How is CACHE_BROKEN different from NO_CACHE??
Maybe a latter patch will tell me, but I'd rather know now :-)

As this state is stored in the r5l_log, and as we don't allocate that
when there is no cache, why have a NO_CACHE state?

> +};
> +
> +/*
> + * raid5 cache state machine
> + *
> + * The RAID cache works in two major states for each stripe: write state and
> + * reclaim state. These states are controlled by flags STRIPE_R5C_FROZEN and
> + * STRIPE_R5C_WRITTEN
> + *
> + * STRIPE_R5C_FROZEN is the key flag to differentiate write state and reclaim
> + * state. The write state runs w/ STRIPE_R5C_FROZEN == 0. While the reclaim
> + * state runs w/ STRIPE_R5C_FROZEN == 1.
> + *
> + * STRIPE_R5C_WRITTEN is a helper flag to bring the stripe back from reclaim
> + * state to write state. Specifically, STRIPE_R5C_WRITTEN triggers clean up
> + * process in r5c_handle_stripe_written. STRIPE_R5C_WRITTEN is set when data
> + * and parity of a stripe is all in journal device; and cleared when the data
> + * and parity are all in RAID disks.
> + *
> + * The following is another way to show how STRIPE_R5C_FROZEN and
> + * STRIPE_R5C_WRITTEN work:
> + *
> + * write state: STRIPE_R5C_FROZEN = 0 STRIPE_R5C_WRITTEN = 0
> + * reclaim state: STRIPE_R5C_FROZEN = 1
> + *
> + * write => reclaim: set STRIPE_R5C_FROZEN in r5c_freeze_stripe_for_reclaim
> + * reclaim => write:
> + * 1. write parity to journal, when finished, set STRIPE_R5C_WRITTEN
> + * 2. write data/parity to raid disks, when finished, clear both
> + *    STRIPE_R5C_FROZEN and STRIPE_R5C_WRITTEN
> + *
> + * In write through mode (journal only) the stripe also goes through these
> + * state change, except that STRIPE_R5C_FROZEN is set on write in
> + * r5c_handle_stripe_dirtying().

**Material supplied**

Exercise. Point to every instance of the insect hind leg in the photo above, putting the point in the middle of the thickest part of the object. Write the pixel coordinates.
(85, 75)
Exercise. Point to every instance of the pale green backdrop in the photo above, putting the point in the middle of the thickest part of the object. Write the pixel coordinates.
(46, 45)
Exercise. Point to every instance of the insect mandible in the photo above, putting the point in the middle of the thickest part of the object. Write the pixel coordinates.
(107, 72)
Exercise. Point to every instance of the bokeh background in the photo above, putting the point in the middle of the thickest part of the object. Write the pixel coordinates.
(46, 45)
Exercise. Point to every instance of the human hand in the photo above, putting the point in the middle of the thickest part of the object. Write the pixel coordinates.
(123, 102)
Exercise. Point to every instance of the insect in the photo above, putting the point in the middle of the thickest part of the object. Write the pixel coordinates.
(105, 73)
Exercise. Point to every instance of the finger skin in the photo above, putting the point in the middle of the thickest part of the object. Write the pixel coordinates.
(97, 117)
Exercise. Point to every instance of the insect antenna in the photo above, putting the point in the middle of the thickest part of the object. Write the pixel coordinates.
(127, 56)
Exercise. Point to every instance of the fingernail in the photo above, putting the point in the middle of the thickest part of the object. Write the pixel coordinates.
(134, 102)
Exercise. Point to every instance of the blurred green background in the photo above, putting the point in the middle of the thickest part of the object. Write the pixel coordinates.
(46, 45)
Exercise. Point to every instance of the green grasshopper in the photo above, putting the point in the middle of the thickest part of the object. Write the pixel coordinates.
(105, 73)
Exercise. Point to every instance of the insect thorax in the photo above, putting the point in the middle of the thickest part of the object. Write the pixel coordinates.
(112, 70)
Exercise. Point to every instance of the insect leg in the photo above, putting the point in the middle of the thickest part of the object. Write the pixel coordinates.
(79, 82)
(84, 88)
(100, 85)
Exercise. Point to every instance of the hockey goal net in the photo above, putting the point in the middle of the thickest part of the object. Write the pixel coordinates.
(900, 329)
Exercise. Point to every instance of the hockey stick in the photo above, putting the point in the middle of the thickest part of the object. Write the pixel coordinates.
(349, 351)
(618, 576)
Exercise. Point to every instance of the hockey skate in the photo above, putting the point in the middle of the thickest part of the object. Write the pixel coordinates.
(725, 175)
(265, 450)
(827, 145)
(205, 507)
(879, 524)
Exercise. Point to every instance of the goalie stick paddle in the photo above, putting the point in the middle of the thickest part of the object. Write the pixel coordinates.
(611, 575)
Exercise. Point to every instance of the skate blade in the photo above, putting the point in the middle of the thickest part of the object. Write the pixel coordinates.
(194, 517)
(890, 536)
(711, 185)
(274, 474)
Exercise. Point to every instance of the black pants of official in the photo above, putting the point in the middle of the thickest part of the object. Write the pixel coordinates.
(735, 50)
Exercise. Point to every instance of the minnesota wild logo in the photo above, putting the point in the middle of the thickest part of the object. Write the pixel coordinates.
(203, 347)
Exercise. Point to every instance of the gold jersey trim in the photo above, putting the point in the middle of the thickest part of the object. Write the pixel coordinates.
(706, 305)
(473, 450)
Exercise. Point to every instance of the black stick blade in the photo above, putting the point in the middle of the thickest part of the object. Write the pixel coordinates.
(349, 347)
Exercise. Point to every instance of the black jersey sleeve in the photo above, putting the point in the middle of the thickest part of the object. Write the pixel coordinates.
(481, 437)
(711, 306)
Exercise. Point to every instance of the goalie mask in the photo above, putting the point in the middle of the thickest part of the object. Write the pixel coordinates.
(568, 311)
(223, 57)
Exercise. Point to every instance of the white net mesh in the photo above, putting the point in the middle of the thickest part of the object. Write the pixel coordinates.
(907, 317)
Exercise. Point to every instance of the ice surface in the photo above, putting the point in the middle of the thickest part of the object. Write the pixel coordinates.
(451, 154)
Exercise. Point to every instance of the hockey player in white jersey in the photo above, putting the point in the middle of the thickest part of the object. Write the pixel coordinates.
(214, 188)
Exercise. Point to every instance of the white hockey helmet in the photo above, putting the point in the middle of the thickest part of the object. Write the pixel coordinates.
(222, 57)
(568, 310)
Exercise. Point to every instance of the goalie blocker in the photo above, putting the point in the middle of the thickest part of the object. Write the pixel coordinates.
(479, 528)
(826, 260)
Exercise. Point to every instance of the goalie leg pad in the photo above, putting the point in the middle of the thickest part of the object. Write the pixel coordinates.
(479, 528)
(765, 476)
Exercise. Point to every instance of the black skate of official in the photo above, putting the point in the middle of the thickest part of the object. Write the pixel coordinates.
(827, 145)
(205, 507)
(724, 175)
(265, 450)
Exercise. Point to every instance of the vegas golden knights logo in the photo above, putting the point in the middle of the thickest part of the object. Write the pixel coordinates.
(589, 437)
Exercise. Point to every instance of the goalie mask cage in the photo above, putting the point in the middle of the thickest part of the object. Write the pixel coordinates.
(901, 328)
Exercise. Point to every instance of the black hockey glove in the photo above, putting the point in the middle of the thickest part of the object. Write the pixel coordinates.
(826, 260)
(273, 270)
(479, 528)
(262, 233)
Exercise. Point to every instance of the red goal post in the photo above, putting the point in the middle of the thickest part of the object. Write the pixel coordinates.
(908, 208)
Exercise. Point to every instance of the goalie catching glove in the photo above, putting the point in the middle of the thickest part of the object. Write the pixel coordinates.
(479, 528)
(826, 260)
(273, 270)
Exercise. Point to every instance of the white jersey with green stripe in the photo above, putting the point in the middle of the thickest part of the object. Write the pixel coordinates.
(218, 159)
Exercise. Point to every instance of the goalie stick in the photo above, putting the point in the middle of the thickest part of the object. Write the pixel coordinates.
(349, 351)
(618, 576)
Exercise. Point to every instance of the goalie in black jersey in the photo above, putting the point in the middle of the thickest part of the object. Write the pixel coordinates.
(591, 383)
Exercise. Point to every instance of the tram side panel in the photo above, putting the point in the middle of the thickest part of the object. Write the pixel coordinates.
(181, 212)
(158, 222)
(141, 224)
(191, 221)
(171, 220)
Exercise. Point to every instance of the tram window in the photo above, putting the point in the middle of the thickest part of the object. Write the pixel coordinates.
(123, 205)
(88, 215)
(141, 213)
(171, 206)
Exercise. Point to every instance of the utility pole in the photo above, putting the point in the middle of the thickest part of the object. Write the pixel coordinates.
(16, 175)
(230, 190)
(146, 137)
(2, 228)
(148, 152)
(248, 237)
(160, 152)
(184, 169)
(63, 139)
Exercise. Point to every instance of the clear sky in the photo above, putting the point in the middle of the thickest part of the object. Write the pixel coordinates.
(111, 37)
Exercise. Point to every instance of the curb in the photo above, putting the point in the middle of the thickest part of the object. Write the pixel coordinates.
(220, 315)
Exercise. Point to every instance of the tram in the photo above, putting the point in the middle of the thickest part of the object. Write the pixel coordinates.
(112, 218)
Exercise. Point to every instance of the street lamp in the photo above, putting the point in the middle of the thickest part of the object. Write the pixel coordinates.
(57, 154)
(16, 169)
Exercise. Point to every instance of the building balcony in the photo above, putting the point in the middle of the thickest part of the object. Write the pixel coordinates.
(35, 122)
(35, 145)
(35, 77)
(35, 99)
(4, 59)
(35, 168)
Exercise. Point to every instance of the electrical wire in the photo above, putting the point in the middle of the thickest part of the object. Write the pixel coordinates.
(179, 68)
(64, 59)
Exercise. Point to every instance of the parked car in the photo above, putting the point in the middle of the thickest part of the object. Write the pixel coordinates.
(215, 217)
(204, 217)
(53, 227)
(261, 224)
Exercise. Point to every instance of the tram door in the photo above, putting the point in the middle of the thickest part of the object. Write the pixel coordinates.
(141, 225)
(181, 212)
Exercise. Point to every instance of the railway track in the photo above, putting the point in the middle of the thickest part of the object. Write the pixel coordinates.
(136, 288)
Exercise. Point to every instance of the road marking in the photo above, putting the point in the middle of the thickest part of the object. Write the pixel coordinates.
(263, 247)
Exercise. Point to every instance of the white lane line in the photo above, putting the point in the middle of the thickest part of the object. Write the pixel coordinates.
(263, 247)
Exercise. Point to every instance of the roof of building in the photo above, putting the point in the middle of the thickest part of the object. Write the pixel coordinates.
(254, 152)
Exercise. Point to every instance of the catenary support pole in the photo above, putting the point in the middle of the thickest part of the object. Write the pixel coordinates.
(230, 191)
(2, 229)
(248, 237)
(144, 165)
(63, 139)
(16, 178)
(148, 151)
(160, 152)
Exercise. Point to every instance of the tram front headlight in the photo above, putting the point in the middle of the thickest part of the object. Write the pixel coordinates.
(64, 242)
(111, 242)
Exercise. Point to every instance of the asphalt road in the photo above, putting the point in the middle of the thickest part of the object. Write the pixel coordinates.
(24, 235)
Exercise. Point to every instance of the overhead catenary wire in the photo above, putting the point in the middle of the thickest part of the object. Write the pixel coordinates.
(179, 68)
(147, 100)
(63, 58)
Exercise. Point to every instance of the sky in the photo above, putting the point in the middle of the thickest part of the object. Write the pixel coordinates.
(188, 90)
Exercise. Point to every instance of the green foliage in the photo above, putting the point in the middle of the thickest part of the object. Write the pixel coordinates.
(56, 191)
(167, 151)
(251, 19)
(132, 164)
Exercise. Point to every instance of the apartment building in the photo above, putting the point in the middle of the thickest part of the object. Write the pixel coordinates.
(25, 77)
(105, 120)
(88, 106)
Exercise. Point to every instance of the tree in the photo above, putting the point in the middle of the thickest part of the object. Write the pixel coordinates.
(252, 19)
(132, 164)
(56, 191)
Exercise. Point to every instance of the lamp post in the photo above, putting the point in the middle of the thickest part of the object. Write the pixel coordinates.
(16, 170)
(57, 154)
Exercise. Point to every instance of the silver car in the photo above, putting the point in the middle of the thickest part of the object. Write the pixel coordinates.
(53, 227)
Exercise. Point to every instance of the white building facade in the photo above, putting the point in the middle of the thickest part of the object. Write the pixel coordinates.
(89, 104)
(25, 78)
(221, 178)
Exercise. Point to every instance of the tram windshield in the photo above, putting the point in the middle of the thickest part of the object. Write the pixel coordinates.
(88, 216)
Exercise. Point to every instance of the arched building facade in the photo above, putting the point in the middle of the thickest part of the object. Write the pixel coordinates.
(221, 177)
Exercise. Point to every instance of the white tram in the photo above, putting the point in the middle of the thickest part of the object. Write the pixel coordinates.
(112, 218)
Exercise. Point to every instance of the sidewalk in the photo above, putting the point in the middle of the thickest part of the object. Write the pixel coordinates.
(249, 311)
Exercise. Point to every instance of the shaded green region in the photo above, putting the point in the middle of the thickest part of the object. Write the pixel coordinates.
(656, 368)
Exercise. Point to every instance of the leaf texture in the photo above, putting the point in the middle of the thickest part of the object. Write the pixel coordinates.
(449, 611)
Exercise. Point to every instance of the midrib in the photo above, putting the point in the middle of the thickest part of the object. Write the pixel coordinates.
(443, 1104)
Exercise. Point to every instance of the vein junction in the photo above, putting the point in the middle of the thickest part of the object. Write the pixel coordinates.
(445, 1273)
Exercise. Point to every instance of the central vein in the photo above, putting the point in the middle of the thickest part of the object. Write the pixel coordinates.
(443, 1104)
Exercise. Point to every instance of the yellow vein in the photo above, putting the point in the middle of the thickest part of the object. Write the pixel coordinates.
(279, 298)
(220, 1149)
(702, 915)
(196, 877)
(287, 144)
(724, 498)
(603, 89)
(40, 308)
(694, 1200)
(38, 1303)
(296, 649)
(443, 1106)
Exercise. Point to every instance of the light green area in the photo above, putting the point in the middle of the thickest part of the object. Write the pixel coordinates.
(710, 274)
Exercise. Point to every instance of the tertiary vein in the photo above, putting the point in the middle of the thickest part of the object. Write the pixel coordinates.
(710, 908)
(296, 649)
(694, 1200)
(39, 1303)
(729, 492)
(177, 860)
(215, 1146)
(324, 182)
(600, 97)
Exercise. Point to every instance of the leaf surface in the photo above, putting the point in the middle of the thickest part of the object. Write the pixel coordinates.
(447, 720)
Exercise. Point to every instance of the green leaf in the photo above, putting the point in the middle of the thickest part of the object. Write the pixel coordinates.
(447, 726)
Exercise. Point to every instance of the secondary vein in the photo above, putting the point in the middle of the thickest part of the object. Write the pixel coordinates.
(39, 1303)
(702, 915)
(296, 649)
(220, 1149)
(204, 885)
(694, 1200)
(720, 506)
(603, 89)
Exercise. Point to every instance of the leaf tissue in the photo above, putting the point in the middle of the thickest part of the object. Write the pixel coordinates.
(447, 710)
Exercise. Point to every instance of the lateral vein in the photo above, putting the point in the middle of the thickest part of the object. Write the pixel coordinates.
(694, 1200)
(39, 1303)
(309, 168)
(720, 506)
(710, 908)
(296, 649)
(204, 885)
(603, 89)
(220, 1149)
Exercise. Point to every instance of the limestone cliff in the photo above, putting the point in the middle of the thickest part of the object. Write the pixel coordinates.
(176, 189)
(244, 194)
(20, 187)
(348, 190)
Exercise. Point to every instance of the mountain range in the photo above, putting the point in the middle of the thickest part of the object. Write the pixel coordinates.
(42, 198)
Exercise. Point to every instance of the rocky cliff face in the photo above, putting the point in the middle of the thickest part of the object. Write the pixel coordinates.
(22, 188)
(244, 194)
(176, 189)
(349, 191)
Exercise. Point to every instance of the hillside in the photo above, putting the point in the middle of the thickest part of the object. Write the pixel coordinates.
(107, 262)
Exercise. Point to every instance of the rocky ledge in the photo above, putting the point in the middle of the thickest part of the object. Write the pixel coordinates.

**Problem details**
Pick up the raid5 cache patch review after its last line and continue it.

**Result**
> + */
> +
>  struct r5l_log {
>  	struct md_rdev *rdev;
>  
> @@ -96,6 +137,9 @@ struct r5l_log {
>  	spinlock_t no_space_stripes_lock;
>  
>  	bool need_cache_flush;
> +
> +	/* for r5c_cache */
> +	enum r5c_state r5c_state;
>  };
>  
>  /*
> @@ -133,6 +177,11 @@ enum r5l_io_unit_state {
>  	IO_UNIT_STRIPE_END = 3,	/* stripes data finished writing to raid */
>  };
>  
> +bool r5c_is_writeback(struct r5l_log *log)
> +{
> +	return (log != NULL && log->r5c_state == R5C_STATE_WRITE_BACK);
> +}
> +
>  static sector_t r5l_ring_add(struct r5l_log *log, sector_t start, sector_t inc)
>  {
>  	start += inc;
> @@ -168,12 +217,44 @@ static void __r5l_set_io_unit_state(struct r5l_io_unit *io,
>  	io->state = state;
>  }
>  
> +/*
> + * Freeze the stripe, thus send the stripe into reclaim path.
> + *
> + * In current implementation, STRIPE_R5C_FROZEN is also set in write through
> + * mode (in r5c_handle_stripe_dirtying). This does not change the behavior of
> + * for write through mode.
> + */
> +void r5c_freeze_stripe_for_reclaim(struct stripe_head *sh)

"freeze_stripe_for_reclaim" seems an odd name.  How does "reclaim" fit?
You are freezing the stripe so it can be written to the journal, and
then eventually to the RAID are you not?
Or are you freezing it so the space used in the journal cannot be reclaimed?

Maybe I misunderstand the "FROZEN" concept still.

> +{
> +	struct r5conf *conf = sh->raid_conf;
> +	struct r5l_log *log = conf->log;
> +
> +	if (!log)
> +		return;
> +	WARN_ON(test_bit(STRIPE_R5C_FROZEN, &sh->state));
> +	set_bit(STRIPE_R5C_FROZEN, &sh->state);
> +}
> +
> +static void r5c_finish_cache_stripe(struct stripe_head *sh)

A comment just before this function saying when it is called would help.
"Call when a stripe_head is safe in the journal, but has not yet been
written to the RAID" ??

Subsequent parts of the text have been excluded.